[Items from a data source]
=== Begin Enclosure ===

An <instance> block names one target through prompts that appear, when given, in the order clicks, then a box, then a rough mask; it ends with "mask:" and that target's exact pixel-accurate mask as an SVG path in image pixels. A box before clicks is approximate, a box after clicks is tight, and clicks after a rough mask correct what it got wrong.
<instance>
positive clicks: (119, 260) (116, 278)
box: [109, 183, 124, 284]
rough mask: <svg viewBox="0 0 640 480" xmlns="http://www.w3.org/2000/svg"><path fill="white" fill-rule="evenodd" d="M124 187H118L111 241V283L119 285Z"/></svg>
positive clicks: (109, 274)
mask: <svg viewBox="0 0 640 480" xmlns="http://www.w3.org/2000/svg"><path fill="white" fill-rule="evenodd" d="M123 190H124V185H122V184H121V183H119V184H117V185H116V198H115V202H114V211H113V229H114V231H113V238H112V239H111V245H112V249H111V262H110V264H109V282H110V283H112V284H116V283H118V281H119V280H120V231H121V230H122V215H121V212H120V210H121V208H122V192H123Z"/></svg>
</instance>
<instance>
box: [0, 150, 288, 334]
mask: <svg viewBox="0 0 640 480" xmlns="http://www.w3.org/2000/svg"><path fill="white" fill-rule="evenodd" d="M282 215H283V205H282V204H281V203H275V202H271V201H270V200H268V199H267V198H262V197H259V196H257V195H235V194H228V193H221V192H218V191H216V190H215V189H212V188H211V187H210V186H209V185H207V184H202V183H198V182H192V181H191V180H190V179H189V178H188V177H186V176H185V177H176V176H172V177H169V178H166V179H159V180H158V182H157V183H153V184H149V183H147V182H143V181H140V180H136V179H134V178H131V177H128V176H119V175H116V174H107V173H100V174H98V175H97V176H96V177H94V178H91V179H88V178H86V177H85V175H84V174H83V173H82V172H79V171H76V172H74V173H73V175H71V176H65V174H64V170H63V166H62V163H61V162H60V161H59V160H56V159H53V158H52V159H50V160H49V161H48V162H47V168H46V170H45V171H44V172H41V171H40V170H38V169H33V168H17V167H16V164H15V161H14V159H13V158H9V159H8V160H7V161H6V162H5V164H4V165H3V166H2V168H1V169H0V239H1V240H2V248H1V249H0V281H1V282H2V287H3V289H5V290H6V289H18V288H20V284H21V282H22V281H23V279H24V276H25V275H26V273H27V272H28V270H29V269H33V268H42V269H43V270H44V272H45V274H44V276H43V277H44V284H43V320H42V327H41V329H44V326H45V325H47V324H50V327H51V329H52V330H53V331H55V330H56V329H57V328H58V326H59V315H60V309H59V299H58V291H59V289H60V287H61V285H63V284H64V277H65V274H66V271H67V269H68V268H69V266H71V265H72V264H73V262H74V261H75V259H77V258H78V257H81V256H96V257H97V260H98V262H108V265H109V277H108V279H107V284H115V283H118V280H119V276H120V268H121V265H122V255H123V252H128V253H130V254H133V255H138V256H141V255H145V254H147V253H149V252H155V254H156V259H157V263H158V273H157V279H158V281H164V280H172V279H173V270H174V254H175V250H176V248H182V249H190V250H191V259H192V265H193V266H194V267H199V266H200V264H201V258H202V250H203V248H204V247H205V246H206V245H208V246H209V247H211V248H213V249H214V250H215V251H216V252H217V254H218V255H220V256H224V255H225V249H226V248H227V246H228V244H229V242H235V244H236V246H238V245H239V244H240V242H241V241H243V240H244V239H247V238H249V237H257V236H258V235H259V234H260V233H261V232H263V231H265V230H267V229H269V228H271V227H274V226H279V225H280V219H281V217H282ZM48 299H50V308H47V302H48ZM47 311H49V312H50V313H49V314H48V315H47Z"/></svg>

=== End Enclosure ===

**What is required:** Your response must consist of the entries, reproduced exactly.

**Response area:**
An <instance> block names one target through prompts that appear, when given, in the order clicks, then a box, then a rough mask; it ends with "mask:" and that target's exact pixel-accurate mask as an SVG path in image pixels. A box before clicks is approximate, a box after clicks is tight, and clicks after a rough mask correct what it got wrong.
<instance>
positive clicks: (119, 260) (116, 278)
box: [109, 183, 124, 284]
rough mask: <svg viewBox="0 0 640 480" xmlns="http://www.w3.org/2000/svg"><path fill="white" fill-rule="evenodd" d="M124 187H118L111 241V283L119 285Z"/></svg>
positive clicks: (109, 274)
mask: <svg viewBox="0 0 640 480" xmlns="http://www.w3.org/2000/svg"><path fill="white" fill-rule="evenodd" d="M123 190H124V185H122V184H121V183H119V184H117V185H116V198H115V202H114V211H113V229H114V231H113V238H112V239H111V245H112V249H111V262H110V264H109V282H110V283H112V284H116V283H118V281H119V280H120V231H121V230H122V215H121V212H120V210H121V208H122V192H123Z"/></svg>
</instance>
<instance>
box: [0, 150, 288, 334]
mask: <svg viewBox="0 0 640 480" xmlns="http://www.w3.org/2000/svg"><path fill="white" fill-rule="evenodd" d="M282 215H283V205H282V204H281V203H275V202H271V201H270V200H268V199H267V198H262V197H259V196H257V195H235V194H228V193H221V192H218V191H216V190H215V189H212V188H211V187H210V186H209V185H207V184H202V183H198V182H192V181H191V180H190V179H189V178H188V177H186V176H185V177H176V176H172V177H169V178H166V179H159V180H158V182H157V183H153V184H149V183H147V182H143V181H140V180H136V179H134V178H131V177H128V176H119V175H116V174H107V173H100V174H98V175H97V176H96V177H94V178H91V179H88V178H86V177H85V175H84V174H83V173H82V172H79V171H76V172H74V173H73V175H71V176H65V174H64V170H63V166H62V163H61V162H60V161H59V160H56V159H53V158H52V159H50V160H49V161H48V162H47V168H46V170H45V171H44V172H41V171H40V170H38V169H33V168H17V167H16V164H15V161H14V159H13V158H9V159H8V160H7V161H6V162H5V164H4V165H3V166H2V168H1V169H0V239H1V240H2V248H1V249H0V281H1V282H2V287H3V289H5V290H6V289H18V288H20V284H21V282H22V281H23V279H24V276H25V275H26V273H27V272H28V270H29V269H33V268H42V269H43V270H44V272H45V274H44V276H43V277H44V284H43V320H42V327H41V329H44V326H45V325H47V324H50V327H51V329H52V330H53V331H55V330H56V329H57V328H58V326H59V315H60V309H59V299H58V291H59V289H60V287H61V285H63V284H64V277H65V274H66V271H67V269H68V268H69V266H71V265H72V264H73V262H74V261H75V259H77V258H78V257H81V256H96V257H97V260H98V262H108V265H109V277H108V279H107V284H115V283H118V280H119V276H120V268H121V265H122V255H123V252H128V253H130V254H133V255H138V256H141V255H145V254H147V253H149V252H155V254H156V259H157V263H158V273H157V279H158V281H164V280H172V279H173V270H174V254H175V250H176V248H182V249H190V250H191V259H192V265H193V266H194V267H199V266H200V264H201V258H202V250H203V248H204V247H205V246H206V245H208V246H209V247H211V248H213V249H214V250H215V251H216V252H217V254H218V255H220V256H224V255H225V249H226V248H227V246H228V244H229V242H235V244H236V246H238V245H239V244H240V242H241V241H243V240H244V239H247V238H249V237H257V236H258V235H259V234H260V233H261V232H263V231H265V230H267V229H269V228H271V227H274V226H279V225H280V219H281V217H282ZM48 299H50V308H47V302H48ZM47 311H49V312H50V313H49V314H48V315H47Z"/></svg>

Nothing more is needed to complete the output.